[Begin Data shown]

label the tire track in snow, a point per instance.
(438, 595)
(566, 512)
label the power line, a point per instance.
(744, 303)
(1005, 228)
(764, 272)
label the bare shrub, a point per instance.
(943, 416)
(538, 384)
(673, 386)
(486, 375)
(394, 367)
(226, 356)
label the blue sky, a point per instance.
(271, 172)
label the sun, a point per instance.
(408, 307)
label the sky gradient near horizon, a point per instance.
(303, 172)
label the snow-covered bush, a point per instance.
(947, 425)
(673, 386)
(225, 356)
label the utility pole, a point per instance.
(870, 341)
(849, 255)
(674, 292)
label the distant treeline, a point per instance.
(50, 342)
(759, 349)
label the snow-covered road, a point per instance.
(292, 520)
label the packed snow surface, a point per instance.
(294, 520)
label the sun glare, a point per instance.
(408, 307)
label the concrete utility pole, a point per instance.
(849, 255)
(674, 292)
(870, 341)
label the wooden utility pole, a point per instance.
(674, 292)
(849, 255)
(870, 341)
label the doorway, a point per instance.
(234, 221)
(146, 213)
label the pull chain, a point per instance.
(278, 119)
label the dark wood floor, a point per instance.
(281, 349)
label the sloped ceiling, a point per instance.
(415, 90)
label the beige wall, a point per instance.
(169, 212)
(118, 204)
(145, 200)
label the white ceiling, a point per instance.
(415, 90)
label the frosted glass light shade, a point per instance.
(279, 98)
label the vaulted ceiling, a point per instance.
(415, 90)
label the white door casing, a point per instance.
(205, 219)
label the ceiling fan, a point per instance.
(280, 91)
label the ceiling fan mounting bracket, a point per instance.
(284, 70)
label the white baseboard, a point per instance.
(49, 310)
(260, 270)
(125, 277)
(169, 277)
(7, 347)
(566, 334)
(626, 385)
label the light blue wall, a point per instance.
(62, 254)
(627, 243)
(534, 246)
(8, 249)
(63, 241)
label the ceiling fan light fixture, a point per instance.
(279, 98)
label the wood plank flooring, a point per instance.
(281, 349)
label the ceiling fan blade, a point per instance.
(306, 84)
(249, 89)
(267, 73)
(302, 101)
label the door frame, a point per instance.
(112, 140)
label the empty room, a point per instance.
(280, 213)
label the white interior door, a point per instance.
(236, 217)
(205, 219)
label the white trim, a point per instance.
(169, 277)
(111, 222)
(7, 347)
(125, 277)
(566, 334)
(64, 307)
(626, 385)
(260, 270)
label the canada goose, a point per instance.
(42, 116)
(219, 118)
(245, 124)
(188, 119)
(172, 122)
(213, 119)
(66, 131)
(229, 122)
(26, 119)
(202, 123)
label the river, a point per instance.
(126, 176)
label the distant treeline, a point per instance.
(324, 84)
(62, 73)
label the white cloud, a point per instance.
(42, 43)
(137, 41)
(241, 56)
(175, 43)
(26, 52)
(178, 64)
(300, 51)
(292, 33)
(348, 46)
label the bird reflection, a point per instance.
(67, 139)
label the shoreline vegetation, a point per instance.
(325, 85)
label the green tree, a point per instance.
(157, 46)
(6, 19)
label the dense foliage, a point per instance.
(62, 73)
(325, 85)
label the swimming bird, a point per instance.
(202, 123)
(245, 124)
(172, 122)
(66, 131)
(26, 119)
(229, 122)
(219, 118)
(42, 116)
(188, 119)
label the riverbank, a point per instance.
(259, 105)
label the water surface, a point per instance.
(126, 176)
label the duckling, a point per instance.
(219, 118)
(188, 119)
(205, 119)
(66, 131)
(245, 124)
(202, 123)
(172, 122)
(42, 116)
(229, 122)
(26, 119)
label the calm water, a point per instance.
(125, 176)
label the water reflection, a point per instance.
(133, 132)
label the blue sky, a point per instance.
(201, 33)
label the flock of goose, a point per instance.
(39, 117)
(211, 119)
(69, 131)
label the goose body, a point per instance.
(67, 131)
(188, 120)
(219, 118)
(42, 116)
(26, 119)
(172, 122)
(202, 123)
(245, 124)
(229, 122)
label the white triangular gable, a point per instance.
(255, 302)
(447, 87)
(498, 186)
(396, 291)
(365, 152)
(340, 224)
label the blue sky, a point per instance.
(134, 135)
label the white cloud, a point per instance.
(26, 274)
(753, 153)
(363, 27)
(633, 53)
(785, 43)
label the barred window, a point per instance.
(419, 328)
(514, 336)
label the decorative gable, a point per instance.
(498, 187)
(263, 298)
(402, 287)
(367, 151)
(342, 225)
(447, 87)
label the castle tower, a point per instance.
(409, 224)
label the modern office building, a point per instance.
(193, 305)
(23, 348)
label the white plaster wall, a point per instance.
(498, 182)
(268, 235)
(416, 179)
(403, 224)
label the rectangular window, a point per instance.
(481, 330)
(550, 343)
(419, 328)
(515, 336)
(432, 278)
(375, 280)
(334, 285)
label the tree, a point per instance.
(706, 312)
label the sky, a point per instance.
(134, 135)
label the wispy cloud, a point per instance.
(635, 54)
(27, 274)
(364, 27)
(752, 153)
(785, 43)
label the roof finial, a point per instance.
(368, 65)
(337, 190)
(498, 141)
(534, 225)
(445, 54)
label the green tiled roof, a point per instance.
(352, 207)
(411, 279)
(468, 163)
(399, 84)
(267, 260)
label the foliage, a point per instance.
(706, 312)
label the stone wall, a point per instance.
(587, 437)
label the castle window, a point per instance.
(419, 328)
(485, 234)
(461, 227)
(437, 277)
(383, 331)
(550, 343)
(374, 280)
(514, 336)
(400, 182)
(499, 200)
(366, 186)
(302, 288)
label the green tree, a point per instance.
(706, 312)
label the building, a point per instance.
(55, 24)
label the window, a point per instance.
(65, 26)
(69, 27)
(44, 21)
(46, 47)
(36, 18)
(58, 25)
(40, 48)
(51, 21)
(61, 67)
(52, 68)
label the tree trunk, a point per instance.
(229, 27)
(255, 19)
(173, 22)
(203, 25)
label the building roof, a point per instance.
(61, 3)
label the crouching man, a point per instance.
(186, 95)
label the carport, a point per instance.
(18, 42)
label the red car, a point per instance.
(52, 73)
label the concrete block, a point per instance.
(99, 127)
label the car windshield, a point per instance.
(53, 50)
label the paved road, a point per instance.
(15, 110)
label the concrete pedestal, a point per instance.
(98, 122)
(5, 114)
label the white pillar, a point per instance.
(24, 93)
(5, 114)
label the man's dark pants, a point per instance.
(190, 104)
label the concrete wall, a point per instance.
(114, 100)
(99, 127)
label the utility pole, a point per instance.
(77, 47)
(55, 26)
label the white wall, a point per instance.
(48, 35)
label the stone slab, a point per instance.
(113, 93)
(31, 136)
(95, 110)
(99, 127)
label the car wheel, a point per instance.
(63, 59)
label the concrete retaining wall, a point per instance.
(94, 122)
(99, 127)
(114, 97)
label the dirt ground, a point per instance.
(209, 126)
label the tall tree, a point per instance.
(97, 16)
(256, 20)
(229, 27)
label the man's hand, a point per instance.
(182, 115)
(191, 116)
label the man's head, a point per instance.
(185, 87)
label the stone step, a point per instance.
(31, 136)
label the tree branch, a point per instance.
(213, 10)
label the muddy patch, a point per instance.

[End Data shown]

What are the lines from the one with "label the castle window, a" through the last line of the records above? Quote them exactly and add nothing.

label the castle window, a point per instance.
(419, 328)
(485, 234)
(461, 227)
(437, 277)
(383, 331)
(550, 343)
(374, 280)
(514, 336)
(400, 182)
(499, 200)
(366, 186)
(302, 288)
label the green tree, a point per instance.
(706, 312)
label the building, a point per instance.
(55, 24)
label the window, a point per instance.
(65, 26)
(69, 27)
(44, 21)
(46, 47)
(36, 18)
(58, 25)
(40, 48)
(51, 21)
(61, 67)
(52, 68)
label the tree trunk, a point per instance.
(229, 27)
(255, 19)
(173, 22)
(203, 25)
label the building roof, a point per instance.
(61, 3)
label the crouching man, a point per instance.
(186, 95)
label the carport, a point per instance.
(18, 42)
label the red car, a point per instance.
(52, 73)
label the concrete block, a point per instance.
(99, 127)
label the car windshield, a point per instance.
(53, 50)
label the paved road, a point per instance.
(15, 110)
label the concrete pedestal, a point per instance.
(98, 122)
(5, 114)
label the white pillar, a point per instance.
(24, 93)
(5, 114)
label the man's dark pants, a point per instance.
(190, 104)
label the concrete wall, a point per instance.
(114, 100)
(99, 127)
label the utility pole, a point per instance.
(77, 47)
(55, 26)
label the white wall, a point per instance.
(48, 35)
label the stone slab, a point per instance.
(113, 93)
(31, 136)
(95, 110)
(99, 127)
label the car wheel, a point per instance.
(63, 59)
label the concrete retaining wall, a point per instance.
(94, 122)
(99, 127)
(114, 97)
label the dirt ground, a point per instance.
(209, 126)
label the tall tree, a point per instance.
(97, 16)
(256, 20)
(229, 27)
label the man's hand, a point per instance.
(182, 115)
(191, 116)
label the man's head, a point per instance.
(185, 87)
label the stone step, a point per instance.
(31, 136)
label the tree branch, a point per instance.
(213, 10)
label the muddy patch, a point per instance.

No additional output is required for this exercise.